## EXTRACT PROVIDED
☆ ☆ ☆ ☆ ☆

The notion of simplicity is one that has appealed to Bock for a while. In Swimming in the Shallows, for instance, one of the main characters is searching for simplicity. In his own New York apartment, Bock says he’s also aiming for simplicity.

“I keep it as clear as I can,” he says. “I’ve always been interested in Japanese art, negative space and stuff like that. To be honest, it’s discouraging to see how much crap we have.”

In his quest to remain crap-free, Bock will focus his attention on upcoming projects, which include a screenplay deal with producer Scott Rudin (one of his potential topics is “a woman who wants to get rid of all her stuff”) and the production of his play The Drunken City at Playwrights Horizons. Bay Area actor Cassie Beck (the co-artistic director of Crowded Fire Theatre Company) will be in the cast when that show opens in March.

Drunken is about three women who get engaged at the same time, and during one of the bachelorette parties, one of the engaged ladies kisses a man who is not her fiance.

☆ ☆ ☆ ☆ ☆

Copy out the passage about Bock from "The notion of" up to and including "aiming for simplicity.", substituting "minimalism" for "simplicity" throughout. The records further down are separate material and have no connection to the passage about Bock.

## INFORMATION SHOWN
☆ ☆ ☆ ☆ ☆

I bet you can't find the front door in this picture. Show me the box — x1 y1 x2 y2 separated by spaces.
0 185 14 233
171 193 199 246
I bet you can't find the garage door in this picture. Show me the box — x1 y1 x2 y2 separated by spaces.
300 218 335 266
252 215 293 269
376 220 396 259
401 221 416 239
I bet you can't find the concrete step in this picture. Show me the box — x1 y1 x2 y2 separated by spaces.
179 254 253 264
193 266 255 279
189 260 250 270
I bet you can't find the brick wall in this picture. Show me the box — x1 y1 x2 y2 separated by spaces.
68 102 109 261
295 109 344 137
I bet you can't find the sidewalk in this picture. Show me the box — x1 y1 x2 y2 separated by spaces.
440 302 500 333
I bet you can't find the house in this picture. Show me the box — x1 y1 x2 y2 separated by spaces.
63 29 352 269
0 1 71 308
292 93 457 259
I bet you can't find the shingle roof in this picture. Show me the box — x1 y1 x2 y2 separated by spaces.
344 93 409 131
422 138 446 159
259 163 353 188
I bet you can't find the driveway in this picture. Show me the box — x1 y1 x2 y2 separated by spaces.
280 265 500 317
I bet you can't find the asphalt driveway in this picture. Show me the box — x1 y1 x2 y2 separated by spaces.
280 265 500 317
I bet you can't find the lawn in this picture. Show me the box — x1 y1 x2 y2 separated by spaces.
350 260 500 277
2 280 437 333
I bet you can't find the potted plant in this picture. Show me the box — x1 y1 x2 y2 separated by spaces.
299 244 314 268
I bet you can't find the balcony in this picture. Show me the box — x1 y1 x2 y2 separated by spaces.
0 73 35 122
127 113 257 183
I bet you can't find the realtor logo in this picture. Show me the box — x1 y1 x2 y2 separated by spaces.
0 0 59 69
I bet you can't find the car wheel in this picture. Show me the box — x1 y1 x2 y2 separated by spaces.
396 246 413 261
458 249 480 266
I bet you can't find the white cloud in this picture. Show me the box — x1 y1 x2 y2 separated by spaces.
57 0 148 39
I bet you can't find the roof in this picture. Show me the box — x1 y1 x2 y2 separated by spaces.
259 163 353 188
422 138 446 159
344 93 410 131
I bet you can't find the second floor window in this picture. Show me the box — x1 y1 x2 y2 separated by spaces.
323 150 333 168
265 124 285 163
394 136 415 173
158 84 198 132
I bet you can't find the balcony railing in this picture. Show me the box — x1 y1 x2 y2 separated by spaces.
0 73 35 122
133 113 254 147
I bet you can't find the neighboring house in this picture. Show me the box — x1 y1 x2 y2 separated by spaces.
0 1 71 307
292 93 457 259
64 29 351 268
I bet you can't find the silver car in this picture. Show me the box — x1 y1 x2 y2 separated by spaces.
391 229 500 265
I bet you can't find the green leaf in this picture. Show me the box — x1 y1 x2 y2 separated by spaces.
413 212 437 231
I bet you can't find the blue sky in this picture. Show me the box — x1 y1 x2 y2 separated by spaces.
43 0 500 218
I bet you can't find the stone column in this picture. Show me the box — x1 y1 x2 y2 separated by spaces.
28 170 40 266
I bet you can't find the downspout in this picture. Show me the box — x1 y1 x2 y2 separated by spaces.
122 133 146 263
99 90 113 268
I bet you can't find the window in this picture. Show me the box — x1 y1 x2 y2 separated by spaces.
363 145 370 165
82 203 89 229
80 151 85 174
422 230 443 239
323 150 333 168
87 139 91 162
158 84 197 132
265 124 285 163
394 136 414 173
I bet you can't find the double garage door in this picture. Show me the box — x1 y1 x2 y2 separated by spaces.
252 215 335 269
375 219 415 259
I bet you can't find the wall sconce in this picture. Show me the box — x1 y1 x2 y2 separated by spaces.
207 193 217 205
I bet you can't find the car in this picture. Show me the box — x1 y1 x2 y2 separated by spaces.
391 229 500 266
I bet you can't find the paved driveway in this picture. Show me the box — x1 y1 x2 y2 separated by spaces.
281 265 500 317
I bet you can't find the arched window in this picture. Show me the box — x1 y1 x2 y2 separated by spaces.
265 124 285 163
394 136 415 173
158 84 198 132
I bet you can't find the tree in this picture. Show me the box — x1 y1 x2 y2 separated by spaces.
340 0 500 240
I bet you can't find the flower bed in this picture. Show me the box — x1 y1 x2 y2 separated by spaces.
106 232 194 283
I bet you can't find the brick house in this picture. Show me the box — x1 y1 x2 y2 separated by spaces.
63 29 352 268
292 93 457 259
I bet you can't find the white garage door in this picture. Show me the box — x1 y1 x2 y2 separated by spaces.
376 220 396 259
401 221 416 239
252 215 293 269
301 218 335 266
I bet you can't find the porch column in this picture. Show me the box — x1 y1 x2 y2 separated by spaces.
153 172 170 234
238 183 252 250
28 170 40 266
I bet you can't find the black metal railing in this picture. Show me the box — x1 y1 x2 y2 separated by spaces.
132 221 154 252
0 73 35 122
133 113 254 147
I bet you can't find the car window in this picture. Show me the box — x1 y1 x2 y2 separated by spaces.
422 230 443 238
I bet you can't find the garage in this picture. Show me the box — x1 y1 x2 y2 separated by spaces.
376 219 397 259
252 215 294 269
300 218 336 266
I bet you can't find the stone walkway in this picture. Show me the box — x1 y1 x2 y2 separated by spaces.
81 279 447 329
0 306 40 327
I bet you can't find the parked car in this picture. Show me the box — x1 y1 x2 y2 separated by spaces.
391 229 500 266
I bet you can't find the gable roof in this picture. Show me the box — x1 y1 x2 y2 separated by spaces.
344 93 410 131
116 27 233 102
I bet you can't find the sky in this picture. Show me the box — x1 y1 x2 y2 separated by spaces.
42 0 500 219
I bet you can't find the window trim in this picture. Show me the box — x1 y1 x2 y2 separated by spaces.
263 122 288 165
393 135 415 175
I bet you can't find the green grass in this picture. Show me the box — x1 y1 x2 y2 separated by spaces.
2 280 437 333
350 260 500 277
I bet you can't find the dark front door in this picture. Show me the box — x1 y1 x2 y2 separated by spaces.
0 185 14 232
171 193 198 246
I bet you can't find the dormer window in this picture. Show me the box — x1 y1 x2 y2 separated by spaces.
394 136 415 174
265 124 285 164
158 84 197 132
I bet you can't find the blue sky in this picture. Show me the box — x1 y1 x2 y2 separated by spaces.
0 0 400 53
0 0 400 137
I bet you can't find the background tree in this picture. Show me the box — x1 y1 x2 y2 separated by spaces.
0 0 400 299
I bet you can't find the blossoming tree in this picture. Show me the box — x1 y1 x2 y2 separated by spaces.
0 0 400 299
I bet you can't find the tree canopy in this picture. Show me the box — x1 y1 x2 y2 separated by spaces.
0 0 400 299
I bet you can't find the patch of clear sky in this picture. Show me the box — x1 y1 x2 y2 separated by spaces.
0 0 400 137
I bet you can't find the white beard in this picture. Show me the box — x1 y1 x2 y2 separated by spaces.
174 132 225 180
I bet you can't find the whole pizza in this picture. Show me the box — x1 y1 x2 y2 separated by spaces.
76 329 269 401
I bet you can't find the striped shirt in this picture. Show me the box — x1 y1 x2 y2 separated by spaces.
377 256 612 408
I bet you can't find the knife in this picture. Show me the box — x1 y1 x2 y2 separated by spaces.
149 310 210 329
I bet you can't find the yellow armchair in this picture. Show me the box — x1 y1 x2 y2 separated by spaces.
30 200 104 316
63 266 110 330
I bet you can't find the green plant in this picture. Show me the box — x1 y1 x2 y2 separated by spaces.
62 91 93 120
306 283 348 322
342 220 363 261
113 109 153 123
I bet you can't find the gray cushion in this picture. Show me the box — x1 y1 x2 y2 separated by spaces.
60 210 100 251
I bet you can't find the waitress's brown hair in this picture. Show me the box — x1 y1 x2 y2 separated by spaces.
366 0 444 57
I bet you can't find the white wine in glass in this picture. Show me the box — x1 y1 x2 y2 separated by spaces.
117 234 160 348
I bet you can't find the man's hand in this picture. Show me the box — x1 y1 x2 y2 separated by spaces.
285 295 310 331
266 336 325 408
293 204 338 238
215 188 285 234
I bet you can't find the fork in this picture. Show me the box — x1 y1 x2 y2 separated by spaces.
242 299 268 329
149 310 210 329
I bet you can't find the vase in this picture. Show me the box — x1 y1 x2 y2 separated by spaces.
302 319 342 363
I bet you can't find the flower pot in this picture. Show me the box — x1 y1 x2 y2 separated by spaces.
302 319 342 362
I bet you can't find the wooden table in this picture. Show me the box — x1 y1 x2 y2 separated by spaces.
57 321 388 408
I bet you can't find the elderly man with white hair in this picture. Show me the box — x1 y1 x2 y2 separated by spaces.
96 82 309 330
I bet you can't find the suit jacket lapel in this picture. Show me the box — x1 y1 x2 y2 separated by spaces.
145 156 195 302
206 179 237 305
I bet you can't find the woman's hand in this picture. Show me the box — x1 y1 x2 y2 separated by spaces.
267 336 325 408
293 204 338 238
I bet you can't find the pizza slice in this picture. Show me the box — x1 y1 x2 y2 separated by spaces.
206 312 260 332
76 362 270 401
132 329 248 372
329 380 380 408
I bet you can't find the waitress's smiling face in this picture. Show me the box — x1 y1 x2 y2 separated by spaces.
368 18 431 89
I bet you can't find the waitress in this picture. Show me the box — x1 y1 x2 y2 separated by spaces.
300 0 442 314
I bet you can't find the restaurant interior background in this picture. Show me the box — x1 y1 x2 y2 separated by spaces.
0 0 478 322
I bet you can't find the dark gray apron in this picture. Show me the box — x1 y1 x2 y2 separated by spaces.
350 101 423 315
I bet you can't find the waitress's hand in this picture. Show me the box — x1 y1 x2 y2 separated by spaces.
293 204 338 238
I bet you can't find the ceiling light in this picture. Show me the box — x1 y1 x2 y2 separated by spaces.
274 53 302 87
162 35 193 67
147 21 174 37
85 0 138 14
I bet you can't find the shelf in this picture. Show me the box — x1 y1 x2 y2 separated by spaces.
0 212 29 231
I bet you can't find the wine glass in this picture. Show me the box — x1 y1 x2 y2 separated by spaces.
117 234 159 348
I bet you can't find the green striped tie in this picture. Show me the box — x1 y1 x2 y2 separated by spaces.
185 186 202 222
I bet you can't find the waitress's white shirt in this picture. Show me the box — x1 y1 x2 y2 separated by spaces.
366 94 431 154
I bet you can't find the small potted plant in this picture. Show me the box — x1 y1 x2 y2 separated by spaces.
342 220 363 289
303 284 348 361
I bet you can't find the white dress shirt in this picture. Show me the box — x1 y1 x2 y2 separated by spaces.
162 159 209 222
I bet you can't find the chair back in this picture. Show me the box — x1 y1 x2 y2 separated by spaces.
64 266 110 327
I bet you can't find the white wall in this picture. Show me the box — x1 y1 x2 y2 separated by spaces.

☆ ☆ ☆ ☆ ☆

## TASK OUTPUT
The notion of minimalism is one that has appealed to Bock for a while. In Swimming in the Shallows, for instance, one of the main characters is searching for minimalism. In his own New York apartment, Bock says he’s also aiming for minimalism.